» **Work instructions**:
Lay out the lines of the records from the line containing "task: draw the outline of every instance of the stone" through the line containing "[[[87,123],[87,95],[0,93],[0,116],[38,125]]]", both included, as a JSON list of strings with one string per line. Leave out any blank lines.

[Segmentation dataset records]

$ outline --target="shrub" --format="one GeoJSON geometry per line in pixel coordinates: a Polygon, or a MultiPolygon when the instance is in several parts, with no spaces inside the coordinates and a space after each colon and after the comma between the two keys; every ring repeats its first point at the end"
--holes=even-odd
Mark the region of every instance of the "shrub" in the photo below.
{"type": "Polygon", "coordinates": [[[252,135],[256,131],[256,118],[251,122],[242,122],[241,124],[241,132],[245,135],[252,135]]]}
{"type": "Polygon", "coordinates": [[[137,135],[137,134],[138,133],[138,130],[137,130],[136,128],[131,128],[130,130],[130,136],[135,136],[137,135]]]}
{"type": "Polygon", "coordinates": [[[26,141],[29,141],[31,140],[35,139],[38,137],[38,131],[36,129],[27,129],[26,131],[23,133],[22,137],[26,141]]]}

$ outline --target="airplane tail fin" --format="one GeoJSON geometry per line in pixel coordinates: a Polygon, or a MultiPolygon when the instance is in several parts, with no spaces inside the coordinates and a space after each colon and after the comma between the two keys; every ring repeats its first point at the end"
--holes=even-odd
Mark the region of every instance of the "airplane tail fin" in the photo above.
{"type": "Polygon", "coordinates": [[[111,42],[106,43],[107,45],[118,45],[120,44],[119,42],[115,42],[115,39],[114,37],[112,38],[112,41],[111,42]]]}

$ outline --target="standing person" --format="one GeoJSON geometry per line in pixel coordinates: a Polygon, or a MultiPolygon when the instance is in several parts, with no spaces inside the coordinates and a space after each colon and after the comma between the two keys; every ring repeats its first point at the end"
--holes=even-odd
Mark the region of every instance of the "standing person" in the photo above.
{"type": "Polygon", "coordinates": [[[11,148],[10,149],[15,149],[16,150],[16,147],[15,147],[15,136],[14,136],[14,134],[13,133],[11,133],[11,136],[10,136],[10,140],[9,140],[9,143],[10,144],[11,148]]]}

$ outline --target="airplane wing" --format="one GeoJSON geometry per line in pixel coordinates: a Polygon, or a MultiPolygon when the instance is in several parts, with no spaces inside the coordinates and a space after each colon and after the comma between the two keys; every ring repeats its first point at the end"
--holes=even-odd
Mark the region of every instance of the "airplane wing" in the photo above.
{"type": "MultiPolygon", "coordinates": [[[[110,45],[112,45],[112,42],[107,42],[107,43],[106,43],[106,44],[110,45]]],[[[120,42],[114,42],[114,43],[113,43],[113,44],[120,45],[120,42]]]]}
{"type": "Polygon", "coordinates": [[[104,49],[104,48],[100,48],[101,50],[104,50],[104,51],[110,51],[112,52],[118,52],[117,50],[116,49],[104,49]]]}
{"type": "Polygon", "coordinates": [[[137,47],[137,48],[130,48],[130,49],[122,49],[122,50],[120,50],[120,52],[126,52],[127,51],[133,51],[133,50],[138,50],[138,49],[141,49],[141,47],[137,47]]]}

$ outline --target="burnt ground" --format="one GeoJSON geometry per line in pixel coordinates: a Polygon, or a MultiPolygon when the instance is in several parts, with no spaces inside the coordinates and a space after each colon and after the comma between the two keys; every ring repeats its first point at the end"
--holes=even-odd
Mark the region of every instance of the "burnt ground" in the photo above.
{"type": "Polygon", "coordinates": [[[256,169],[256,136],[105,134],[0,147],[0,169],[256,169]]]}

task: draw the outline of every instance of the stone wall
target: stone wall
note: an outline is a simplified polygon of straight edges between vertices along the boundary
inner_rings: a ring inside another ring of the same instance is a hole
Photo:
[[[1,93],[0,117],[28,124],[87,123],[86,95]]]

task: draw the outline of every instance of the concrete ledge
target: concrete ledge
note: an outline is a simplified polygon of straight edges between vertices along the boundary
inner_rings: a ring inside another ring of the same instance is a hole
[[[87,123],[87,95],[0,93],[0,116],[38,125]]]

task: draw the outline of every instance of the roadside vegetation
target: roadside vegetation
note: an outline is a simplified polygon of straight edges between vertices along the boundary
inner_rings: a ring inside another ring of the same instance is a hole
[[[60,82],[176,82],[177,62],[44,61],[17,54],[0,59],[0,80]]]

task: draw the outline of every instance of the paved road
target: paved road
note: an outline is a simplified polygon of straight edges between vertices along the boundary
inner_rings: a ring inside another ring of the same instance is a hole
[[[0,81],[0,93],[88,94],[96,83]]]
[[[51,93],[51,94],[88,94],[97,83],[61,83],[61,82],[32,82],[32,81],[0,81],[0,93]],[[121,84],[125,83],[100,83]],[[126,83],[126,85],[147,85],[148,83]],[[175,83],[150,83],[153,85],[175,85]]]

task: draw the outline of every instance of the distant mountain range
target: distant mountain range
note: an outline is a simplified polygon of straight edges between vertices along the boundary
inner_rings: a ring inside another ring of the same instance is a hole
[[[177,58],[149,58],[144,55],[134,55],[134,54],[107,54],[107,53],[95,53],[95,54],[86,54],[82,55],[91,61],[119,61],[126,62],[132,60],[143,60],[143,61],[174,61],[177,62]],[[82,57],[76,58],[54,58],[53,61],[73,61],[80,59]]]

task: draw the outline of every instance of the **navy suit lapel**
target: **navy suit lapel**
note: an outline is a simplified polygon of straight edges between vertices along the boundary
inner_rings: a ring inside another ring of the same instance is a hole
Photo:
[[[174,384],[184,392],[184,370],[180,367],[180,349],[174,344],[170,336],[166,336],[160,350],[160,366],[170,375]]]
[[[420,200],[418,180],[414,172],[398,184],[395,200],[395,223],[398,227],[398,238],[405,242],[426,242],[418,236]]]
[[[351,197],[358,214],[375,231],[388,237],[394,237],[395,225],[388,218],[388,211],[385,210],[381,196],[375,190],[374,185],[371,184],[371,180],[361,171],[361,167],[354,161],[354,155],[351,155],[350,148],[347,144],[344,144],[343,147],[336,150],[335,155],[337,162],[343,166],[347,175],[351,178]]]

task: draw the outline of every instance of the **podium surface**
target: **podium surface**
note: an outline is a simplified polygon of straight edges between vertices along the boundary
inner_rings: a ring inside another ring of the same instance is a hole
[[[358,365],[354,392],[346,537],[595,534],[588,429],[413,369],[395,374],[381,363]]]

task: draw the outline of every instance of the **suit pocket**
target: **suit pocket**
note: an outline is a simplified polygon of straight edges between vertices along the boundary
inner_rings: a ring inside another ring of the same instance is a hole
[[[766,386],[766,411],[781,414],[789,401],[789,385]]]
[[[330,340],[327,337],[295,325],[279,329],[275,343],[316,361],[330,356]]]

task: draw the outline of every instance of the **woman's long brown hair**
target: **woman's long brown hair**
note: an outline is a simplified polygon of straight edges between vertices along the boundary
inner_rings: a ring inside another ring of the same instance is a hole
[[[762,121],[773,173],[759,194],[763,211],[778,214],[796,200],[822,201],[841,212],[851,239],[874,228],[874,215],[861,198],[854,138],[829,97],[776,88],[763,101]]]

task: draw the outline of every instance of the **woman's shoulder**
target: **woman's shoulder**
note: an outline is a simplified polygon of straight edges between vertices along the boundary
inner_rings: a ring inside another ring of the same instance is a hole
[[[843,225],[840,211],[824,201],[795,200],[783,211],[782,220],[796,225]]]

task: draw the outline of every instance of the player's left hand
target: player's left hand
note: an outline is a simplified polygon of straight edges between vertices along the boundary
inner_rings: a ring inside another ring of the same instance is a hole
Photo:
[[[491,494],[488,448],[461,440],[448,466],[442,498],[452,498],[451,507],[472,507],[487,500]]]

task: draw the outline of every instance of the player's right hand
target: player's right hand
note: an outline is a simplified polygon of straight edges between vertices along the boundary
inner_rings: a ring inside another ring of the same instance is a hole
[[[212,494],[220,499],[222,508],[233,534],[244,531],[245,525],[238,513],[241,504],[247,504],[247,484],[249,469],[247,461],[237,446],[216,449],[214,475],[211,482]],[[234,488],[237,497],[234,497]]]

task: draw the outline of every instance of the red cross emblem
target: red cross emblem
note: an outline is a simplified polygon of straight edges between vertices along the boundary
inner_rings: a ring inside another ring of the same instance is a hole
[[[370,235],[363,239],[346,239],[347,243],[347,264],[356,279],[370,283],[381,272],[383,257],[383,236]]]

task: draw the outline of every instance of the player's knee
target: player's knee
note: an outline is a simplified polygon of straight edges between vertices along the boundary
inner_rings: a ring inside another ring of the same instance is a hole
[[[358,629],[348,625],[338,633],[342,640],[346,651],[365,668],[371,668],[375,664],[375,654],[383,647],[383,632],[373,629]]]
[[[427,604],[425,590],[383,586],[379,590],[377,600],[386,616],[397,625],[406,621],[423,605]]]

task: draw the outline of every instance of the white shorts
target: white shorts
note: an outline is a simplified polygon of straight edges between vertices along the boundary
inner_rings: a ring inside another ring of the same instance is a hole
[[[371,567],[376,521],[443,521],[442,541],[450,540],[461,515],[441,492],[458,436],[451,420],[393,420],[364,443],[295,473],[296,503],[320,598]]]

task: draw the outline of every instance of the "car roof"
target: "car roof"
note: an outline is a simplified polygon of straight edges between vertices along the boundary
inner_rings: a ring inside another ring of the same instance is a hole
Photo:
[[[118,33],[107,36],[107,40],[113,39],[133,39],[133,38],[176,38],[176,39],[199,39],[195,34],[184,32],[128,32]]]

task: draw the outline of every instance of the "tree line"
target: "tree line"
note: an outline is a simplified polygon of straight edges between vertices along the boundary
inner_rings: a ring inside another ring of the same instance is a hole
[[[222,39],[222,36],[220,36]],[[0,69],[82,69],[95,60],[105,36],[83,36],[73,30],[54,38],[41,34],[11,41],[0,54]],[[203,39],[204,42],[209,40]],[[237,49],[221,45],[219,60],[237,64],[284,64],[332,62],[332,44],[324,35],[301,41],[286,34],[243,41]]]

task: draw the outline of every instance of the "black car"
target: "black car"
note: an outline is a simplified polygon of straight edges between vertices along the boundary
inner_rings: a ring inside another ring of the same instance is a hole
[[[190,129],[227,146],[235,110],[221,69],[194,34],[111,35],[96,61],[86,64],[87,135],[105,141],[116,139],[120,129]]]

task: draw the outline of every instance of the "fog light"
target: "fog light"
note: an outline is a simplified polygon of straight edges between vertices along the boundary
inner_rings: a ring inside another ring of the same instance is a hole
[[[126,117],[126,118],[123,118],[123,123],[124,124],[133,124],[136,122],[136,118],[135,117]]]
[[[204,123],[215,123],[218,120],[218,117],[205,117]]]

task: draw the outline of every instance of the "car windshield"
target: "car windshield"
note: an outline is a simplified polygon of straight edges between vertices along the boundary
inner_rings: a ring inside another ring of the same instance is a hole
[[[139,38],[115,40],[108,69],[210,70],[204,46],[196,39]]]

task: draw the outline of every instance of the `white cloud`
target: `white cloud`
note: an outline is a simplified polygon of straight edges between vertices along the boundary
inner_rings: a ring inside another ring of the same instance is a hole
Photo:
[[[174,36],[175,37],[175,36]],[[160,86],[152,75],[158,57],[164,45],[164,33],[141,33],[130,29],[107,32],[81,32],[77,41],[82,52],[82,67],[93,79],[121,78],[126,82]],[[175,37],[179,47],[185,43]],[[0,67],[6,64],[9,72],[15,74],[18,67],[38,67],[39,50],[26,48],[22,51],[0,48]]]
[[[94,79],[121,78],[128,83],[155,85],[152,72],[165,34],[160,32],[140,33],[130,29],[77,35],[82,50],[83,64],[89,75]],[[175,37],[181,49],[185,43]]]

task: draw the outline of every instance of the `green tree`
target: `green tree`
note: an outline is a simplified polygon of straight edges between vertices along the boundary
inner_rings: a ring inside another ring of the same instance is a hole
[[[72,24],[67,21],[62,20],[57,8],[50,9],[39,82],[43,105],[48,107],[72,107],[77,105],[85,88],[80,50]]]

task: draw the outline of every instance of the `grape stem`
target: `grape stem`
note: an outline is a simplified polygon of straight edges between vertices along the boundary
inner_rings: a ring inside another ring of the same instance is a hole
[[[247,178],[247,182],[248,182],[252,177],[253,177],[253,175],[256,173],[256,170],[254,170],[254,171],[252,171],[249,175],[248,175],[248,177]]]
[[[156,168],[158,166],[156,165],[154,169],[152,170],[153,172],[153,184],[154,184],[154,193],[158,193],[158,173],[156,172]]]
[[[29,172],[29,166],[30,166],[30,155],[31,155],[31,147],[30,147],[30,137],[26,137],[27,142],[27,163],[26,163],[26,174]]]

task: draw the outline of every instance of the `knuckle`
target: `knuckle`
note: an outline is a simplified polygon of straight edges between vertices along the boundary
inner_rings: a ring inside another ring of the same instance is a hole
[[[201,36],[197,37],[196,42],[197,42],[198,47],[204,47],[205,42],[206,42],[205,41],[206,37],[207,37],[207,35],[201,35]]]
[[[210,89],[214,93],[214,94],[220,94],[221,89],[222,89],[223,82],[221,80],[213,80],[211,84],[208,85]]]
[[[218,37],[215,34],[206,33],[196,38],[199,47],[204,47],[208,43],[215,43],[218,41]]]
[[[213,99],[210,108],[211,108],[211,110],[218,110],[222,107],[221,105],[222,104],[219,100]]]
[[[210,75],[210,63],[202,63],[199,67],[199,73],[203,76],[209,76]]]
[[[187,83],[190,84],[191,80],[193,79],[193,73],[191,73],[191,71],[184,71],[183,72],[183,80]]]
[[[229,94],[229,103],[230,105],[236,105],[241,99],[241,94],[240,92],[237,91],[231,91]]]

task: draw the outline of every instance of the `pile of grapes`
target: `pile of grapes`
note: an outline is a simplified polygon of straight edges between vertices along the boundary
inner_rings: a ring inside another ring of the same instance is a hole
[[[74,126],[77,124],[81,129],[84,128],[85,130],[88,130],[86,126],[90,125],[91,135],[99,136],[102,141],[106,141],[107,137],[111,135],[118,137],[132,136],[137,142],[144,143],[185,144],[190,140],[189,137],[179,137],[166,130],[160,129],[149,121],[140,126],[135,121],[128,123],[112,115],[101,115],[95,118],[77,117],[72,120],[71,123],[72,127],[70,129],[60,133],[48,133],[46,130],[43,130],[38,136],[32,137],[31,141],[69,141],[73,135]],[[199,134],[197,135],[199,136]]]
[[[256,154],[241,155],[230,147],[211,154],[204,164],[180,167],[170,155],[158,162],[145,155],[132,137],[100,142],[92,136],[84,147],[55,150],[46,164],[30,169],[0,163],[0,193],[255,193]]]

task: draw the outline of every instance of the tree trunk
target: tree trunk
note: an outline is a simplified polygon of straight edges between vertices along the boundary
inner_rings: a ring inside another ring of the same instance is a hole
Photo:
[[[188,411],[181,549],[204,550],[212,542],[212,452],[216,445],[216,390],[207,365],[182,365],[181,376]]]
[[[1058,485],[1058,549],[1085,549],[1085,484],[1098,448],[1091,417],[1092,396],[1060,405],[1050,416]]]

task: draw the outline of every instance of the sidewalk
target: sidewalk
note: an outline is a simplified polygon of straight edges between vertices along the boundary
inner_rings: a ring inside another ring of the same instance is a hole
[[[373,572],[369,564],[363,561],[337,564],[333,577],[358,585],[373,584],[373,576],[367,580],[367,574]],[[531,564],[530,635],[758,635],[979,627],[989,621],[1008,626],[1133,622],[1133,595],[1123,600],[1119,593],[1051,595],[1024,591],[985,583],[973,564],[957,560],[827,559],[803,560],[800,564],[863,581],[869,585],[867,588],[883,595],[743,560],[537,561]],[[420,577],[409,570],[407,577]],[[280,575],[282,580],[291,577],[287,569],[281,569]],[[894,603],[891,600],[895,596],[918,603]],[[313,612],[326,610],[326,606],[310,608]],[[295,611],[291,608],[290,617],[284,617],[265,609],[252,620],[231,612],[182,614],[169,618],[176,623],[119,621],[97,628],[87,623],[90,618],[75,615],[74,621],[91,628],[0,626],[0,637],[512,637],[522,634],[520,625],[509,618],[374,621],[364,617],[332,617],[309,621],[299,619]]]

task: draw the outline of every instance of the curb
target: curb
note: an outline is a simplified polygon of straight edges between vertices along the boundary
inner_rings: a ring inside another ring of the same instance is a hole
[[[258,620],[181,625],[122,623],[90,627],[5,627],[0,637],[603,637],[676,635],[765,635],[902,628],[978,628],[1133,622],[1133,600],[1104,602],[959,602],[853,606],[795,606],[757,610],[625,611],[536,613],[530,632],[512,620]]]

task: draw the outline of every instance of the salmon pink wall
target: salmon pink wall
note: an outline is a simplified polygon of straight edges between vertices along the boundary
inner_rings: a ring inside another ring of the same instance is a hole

» **The result**:
[
  "task: draw the outline of every instance of the stone wall",
  "target: stone wall",
  "note: an outline is a simplified polygon of straight edges between vertices along the boundary",
  "inner_rings: a ring inside another ring of the same instance is a hole",
  "Photo:",
  "[[[1,93],[0,117],[28,124],[87,123],[86,95]]]",
  "task: draw the outline of every instance of the concrete ledge",
  "target: concrete ledge",
  "note: an outline is a simplified polygon of straight edges between vertices along the boundary",
  "inner_rings: a ring inside another ring of the same instance is a hole",
  "[[[87,123],[87,95],[0,93],[0,116],[38,125]]]"
]